> [DETALHES DO PROBLEMA]
Diga quantas linhas dos registros abaixo contêm a sequência "blurred", levando em conta a diferença entre maiúsculas e minúsculas. Responda só com o número.

Dados registrados

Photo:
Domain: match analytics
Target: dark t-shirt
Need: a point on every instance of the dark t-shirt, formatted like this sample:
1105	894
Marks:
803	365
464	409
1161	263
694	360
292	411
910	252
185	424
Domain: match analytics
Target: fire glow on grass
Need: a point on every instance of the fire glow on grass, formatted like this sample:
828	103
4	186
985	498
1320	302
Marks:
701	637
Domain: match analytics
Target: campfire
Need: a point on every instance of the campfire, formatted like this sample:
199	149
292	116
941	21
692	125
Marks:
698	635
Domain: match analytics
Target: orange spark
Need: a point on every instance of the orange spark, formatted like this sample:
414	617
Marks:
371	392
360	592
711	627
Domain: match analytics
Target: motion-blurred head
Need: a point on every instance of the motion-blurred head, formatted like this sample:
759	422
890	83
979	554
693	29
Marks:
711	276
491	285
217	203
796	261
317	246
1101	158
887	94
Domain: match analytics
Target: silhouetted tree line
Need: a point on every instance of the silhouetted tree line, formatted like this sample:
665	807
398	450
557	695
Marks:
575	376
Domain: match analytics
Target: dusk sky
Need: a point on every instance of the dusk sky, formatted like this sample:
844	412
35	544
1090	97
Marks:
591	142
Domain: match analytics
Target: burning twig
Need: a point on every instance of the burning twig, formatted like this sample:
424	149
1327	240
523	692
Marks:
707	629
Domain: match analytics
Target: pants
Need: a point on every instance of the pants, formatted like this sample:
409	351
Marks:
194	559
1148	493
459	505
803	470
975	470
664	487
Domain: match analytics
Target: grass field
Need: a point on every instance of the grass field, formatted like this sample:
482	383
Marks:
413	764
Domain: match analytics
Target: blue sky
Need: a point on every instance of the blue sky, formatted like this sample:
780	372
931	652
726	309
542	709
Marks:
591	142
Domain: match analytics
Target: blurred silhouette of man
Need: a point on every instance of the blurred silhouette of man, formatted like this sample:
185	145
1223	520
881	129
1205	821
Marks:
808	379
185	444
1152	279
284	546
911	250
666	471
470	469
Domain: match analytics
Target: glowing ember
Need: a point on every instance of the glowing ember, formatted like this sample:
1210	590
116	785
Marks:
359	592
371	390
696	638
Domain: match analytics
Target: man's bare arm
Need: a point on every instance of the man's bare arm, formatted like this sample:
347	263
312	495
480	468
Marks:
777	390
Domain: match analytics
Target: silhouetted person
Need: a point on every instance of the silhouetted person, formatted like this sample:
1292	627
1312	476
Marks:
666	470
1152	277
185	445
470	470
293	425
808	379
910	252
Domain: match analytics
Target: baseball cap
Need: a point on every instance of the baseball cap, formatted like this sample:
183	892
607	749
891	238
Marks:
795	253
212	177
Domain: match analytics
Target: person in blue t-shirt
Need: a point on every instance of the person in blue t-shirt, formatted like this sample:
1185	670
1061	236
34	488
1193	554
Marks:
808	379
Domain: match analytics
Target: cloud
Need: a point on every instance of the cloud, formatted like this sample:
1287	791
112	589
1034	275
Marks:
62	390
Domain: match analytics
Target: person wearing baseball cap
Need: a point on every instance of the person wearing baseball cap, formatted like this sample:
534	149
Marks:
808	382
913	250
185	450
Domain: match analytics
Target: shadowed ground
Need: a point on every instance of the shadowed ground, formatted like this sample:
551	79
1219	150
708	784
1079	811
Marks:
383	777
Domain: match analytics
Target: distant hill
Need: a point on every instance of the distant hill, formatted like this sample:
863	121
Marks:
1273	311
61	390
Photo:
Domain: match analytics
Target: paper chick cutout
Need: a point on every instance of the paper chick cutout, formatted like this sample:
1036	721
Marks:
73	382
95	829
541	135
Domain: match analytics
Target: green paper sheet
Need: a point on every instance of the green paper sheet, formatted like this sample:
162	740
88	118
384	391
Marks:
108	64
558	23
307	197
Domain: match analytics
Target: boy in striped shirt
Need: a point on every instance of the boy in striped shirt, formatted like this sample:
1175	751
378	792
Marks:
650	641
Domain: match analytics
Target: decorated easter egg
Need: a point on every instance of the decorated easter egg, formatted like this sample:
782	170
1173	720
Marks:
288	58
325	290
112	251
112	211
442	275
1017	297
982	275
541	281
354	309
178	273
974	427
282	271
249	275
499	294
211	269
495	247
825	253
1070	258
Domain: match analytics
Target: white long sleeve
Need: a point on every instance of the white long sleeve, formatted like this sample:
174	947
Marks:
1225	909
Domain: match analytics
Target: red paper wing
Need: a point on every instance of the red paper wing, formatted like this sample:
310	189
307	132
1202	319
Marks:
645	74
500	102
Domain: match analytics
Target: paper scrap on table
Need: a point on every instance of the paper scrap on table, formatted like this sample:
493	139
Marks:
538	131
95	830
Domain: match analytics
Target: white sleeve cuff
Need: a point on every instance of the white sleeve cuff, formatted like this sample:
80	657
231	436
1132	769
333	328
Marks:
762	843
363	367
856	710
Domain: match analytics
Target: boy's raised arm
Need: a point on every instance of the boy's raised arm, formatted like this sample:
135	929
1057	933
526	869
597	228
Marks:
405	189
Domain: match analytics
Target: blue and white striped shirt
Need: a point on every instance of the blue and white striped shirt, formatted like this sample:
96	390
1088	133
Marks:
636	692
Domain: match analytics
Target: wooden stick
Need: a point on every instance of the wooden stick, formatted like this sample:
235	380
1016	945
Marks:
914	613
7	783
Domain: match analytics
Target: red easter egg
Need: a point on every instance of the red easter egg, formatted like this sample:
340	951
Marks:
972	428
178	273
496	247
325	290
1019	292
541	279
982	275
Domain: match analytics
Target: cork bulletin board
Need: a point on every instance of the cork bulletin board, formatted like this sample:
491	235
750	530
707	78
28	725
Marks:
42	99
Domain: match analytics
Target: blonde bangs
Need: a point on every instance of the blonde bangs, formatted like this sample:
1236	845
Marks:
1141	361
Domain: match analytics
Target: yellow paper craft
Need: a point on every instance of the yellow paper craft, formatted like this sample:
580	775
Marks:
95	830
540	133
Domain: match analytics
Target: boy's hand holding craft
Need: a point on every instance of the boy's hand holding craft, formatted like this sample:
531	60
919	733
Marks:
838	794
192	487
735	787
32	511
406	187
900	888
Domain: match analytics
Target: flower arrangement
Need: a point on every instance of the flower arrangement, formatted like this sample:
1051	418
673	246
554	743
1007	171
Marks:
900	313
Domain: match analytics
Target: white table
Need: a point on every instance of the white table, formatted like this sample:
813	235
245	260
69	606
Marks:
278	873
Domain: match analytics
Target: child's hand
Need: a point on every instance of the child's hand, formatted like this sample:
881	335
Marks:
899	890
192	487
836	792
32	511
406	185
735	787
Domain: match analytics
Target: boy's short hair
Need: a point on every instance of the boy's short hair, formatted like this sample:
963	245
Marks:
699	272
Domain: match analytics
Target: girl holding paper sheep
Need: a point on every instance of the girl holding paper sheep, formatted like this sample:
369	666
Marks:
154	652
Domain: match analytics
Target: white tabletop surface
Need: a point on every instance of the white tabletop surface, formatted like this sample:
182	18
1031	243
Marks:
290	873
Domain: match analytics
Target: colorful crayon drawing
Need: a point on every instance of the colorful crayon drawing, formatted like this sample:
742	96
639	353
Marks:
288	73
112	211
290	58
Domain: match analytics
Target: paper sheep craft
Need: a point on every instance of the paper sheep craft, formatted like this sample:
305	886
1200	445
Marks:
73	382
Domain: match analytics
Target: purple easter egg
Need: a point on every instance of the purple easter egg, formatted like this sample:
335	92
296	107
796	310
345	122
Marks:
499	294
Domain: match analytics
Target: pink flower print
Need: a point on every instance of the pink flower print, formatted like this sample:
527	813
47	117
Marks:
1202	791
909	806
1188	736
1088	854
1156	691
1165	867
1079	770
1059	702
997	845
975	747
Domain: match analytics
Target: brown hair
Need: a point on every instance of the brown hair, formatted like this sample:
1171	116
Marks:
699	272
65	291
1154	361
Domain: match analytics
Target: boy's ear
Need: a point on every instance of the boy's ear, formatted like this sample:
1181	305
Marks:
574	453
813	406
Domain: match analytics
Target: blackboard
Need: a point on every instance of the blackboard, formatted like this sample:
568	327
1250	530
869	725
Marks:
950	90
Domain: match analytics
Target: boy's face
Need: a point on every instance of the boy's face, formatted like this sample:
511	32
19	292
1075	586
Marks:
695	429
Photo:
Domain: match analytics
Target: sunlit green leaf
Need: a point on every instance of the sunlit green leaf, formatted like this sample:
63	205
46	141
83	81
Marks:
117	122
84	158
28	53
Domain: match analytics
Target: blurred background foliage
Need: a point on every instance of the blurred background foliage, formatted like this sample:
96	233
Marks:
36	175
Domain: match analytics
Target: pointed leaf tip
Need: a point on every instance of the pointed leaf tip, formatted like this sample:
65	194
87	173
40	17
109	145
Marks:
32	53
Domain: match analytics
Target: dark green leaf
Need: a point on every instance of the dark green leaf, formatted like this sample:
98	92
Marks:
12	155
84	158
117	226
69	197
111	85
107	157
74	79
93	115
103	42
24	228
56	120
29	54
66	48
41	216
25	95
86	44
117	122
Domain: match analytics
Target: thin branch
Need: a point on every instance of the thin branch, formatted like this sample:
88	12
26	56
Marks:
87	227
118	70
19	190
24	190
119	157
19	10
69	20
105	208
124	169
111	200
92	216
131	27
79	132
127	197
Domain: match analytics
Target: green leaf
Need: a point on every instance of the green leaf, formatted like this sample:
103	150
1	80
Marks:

> [SOLUÇÃO DO PROBLEMA]
6